(Point localization data)
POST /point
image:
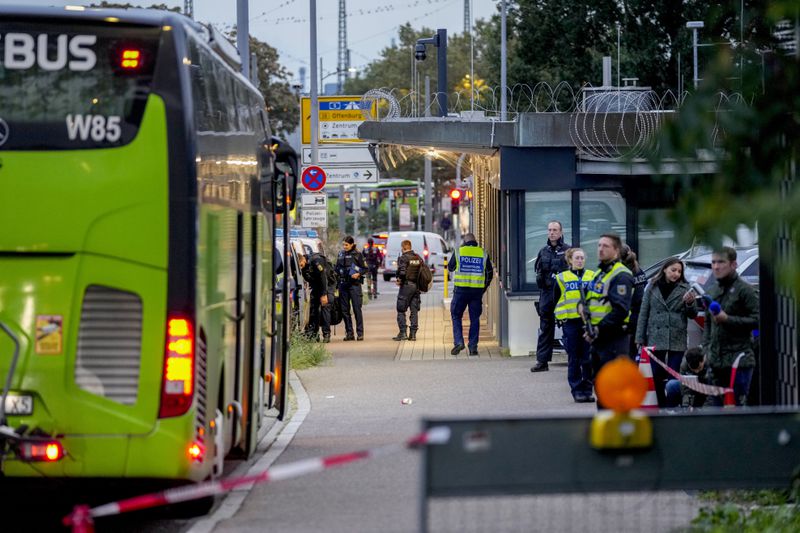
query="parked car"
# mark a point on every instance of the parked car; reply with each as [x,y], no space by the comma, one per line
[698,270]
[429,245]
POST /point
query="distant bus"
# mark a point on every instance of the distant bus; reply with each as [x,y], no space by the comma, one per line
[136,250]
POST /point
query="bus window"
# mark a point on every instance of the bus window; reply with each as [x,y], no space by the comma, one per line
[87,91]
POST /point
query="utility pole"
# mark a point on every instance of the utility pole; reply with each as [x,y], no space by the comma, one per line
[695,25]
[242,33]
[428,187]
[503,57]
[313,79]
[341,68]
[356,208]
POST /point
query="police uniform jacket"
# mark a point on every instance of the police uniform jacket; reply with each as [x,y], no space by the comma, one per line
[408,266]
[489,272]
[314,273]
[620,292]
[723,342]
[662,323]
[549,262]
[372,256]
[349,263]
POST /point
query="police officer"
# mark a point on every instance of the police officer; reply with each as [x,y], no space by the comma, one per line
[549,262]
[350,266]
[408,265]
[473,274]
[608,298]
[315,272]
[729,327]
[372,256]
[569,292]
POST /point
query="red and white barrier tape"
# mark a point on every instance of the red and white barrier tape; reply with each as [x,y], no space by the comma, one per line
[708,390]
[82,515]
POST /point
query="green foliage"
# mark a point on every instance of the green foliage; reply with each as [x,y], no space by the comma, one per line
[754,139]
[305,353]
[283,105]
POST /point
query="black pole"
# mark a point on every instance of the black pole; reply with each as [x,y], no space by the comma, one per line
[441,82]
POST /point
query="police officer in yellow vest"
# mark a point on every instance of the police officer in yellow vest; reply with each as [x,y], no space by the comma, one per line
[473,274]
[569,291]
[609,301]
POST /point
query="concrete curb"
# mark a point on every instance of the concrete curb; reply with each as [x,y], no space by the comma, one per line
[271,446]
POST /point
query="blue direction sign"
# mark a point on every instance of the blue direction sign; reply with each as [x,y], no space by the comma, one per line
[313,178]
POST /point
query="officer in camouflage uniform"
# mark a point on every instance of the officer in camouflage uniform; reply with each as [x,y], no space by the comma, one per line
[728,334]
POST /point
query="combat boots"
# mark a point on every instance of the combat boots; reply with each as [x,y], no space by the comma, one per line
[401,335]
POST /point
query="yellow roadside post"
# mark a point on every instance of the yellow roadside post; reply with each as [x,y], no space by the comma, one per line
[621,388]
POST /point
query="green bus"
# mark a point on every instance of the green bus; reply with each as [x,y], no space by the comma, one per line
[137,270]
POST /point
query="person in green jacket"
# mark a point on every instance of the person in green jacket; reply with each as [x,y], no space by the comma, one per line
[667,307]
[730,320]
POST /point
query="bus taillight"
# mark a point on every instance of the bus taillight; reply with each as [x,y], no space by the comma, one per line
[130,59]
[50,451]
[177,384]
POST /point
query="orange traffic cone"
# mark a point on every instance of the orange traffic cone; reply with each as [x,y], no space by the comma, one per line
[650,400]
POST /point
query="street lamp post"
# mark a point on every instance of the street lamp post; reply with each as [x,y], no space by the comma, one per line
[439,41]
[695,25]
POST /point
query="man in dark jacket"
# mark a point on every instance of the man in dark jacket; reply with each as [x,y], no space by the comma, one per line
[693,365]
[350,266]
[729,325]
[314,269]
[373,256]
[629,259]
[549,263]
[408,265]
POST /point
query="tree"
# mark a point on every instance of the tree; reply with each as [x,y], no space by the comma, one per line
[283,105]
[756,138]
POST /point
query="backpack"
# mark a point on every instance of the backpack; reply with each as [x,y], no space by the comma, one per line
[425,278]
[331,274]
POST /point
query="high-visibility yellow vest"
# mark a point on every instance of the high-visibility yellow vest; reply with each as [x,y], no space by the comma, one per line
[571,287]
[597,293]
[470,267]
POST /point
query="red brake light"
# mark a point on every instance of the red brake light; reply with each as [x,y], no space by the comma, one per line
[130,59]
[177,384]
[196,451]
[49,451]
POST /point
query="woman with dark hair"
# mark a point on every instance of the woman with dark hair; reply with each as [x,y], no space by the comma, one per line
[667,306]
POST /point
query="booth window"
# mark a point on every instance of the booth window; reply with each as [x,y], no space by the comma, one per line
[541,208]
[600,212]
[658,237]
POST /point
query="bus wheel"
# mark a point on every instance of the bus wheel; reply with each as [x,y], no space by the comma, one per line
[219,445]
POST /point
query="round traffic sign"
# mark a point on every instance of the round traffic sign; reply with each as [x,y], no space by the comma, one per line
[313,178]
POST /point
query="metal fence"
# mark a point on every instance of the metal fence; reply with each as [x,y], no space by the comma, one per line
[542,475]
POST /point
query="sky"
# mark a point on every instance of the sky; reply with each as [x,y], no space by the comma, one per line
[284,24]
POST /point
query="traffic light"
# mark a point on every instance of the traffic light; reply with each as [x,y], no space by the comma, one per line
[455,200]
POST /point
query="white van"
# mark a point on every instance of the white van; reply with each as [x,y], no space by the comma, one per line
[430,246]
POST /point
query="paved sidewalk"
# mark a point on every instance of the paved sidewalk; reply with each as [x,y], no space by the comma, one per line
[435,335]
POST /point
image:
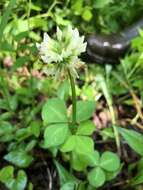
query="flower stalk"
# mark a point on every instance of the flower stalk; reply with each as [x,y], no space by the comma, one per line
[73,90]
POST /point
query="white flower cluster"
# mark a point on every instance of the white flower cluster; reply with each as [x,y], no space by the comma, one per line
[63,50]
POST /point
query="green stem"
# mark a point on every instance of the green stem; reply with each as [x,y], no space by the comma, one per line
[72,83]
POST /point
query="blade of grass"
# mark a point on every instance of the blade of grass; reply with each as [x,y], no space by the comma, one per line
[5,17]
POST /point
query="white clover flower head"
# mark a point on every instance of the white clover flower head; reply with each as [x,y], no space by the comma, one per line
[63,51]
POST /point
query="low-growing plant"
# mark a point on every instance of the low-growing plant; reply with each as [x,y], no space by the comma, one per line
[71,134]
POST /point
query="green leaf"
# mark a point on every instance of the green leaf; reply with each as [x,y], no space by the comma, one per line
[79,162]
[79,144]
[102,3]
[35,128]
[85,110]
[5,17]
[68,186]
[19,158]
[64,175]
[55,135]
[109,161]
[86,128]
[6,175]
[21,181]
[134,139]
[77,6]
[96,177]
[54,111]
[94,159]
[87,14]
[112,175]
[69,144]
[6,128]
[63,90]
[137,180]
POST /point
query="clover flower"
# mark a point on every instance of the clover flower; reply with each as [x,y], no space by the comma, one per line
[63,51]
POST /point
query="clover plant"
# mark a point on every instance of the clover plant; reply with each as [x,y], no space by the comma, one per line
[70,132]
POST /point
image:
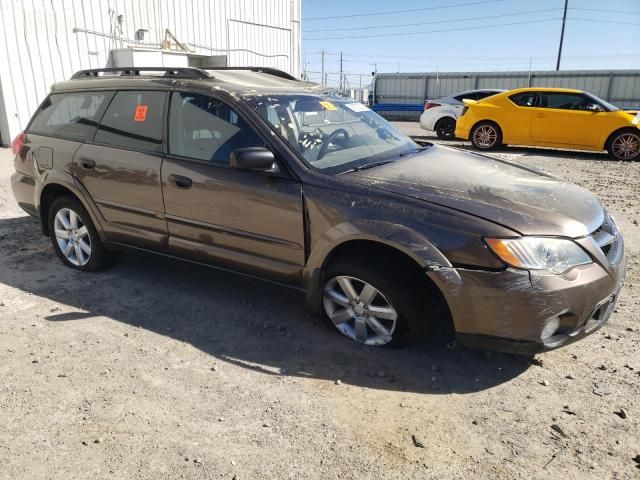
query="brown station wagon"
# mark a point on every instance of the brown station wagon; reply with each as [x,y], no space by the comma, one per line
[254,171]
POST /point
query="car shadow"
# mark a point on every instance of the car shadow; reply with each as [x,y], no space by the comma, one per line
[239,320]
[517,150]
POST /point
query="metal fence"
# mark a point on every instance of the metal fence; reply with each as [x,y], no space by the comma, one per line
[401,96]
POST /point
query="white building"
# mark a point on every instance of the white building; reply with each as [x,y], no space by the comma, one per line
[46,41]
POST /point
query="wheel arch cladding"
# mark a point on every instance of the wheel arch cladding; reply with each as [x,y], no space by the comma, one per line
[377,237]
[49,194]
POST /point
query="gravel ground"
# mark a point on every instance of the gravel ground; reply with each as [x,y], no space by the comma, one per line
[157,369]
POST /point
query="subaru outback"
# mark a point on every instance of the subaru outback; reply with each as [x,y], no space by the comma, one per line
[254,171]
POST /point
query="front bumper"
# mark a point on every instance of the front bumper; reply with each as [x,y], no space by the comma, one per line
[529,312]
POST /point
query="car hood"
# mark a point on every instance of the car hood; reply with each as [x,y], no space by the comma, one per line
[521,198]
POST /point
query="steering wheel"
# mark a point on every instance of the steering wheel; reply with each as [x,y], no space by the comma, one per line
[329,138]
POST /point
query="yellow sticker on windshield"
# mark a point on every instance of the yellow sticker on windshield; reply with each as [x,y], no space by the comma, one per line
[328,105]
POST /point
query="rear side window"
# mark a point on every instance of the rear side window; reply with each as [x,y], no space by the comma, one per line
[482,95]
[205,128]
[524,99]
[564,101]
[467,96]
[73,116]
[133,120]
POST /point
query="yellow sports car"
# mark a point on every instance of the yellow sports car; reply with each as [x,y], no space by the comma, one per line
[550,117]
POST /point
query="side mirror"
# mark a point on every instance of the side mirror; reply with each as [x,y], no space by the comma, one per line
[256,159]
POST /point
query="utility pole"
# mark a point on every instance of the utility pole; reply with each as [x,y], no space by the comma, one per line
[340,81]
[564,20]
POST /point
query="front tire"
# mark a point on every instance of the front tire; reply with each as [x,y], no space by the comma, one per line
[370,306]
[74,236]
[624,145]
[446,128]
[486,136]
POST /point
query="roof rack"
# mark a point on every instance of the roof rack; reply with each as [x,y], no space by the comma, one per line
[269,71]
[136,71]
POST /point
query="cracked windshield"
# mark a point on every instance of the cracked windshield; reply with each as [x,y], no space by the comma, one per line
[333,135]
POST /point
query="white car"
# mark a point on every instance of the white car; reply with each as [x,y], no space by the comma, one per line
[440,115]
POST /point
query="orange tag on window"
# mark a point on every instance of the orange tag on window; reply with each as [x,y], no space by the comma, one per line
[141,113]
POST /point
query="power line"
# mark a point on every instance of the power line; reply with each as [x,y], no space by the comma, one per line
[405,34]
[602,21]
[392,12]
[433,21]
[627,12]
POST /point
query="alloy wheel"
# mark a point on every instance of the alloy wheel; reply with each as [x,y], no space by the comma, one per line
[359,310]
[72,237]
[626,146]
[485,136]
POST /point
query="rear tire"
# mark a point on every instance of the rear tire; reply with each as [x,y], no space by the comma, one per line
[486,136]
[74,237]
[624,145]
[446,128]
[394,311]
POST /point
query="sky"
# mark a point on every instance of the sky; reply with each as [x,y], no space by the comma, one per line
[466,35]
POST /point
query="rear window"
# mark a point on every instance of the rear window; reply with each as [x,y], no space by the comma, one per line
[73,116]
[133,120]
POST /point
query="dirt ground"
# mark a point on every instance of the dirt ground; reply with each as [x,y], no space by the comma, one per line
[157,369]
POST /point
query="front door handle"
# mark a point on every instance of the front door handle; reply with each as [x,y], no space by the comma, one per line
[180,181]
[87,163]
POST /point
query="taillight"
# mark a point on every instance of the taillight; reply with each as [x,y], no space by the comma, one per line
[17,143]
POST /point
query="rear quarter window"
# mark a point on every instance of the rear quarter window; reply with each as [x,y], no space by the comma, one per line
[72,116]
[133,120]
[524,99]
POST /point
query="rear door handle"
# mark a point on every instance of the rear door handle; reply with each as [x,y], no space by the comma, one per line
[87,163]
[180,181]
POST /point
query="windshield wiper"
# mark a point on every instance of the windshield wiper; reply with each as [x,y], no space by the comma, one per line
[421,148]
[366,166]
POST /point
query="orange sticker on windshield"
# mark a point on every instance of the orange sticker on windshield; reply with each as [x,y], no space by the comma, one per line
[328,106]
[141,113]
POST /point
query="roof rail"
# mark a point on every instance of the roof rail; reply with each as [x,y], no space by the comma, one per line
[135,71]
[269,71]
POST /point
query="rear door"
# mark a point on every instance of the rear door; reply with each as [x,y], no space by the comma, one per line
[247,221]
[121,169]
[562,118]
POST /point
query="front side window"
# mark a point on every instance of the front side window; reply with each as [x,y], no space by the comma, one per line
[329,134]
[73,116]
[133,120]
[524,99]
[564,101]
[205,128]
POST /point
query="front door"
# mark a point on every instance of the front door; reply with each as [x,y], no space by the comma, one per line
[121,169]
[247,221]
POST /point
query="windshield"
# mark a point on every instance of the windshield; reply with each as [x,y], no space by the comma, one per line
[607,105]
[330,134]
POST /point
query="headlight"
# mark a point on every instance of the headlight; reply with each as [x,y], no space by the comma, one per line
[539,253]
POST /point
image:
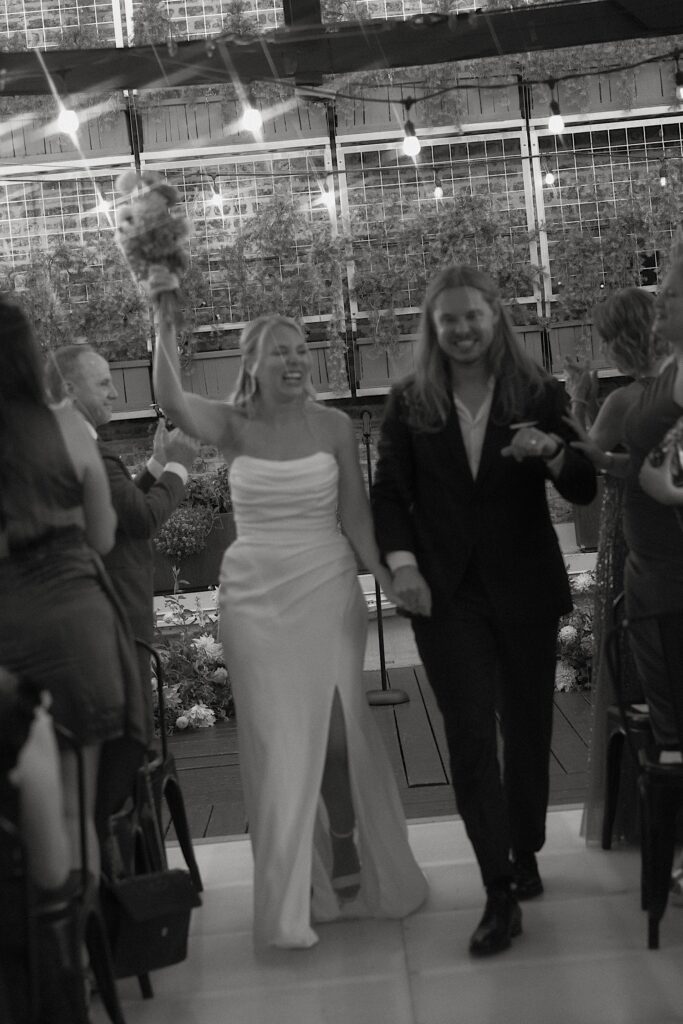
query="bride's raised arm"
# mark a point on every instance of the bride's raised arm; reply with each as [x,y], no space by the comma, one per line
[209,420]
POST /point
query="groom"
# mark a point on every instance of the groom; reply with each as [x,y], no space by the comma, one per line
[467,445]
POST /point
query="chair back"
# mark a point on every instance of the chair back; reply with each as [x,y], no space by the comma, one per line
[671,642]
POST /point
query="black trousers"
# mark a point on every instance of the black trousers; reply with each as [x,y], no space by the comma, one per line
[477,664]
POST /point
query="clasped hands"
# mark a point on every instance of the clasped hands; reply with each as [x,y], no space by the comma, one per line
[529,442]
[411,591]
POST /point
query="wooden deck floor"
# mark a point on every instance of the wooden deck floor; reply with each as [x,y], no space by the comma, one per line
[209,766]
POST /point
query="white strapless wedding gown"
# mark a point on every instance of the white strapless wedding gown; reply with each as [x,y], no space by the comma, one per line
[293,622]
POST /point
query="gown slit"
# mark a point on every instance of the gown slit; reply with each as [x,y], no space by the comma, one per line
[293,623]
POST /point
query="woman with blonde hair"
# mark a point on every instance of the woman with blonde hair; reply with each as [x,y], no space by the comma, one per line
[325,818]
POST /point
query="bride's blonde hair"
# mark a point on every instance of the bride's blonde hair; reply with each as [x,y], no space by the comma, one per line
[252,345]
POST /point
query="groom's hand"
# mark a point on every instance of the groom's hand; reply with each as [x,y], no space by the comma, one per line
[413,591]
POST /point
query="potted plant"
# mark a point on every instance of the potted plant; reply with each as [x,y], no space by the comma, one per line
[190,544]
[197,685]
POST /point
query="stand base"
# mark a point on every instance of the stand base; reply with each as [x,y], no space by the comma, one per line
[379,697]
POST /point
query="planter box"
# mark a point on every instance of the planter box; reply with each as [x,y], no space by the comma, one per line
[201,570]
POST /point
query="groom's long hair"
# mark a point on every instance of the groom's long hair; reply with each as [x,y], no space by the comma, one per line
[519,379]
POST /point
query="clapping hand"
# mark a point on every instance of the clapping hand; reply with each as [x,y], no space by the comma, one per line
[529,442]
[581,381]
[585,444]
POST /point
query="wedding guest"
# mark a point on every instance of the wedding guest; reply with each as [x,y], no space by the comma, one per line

== TASK ITEM ==
Starting from the line containing "# mark a point on every instance of the potted", repeat each line through the end of the entries, exactly.

== ANSWER BOX ==
# mark a point on every instance of the potted plant; reply with each as [x,y], no space by the comma, one per line
[190,544]
[197,685]
POST /point
query="stand base"
# mark a point on every instance of the stand base; reply with each as [x,y], no space by the comma, one per line
[379,697]
POST /point
query="planter box"
# mark a point on every instance of the planter box; reply with each as [x,y], no space by the comma, one per line
[201,570]
POST /point
query="groom's long hair"
# mark a point on every instance of the groom's long hair; reply with each as [x,y], no space by the comma, one per line
[519,379]
POST /point
query="clapping hand"
# mark a point on every instance of the clapping hand; reply with each as [x,y], no space by the comma, one per line
[529,442]
[581,381]
[585,444]
POST /point
query="wedding guest"
# mark a point on every instance of the wedding guest; reply with each as [x,y], no space by the comma, one per line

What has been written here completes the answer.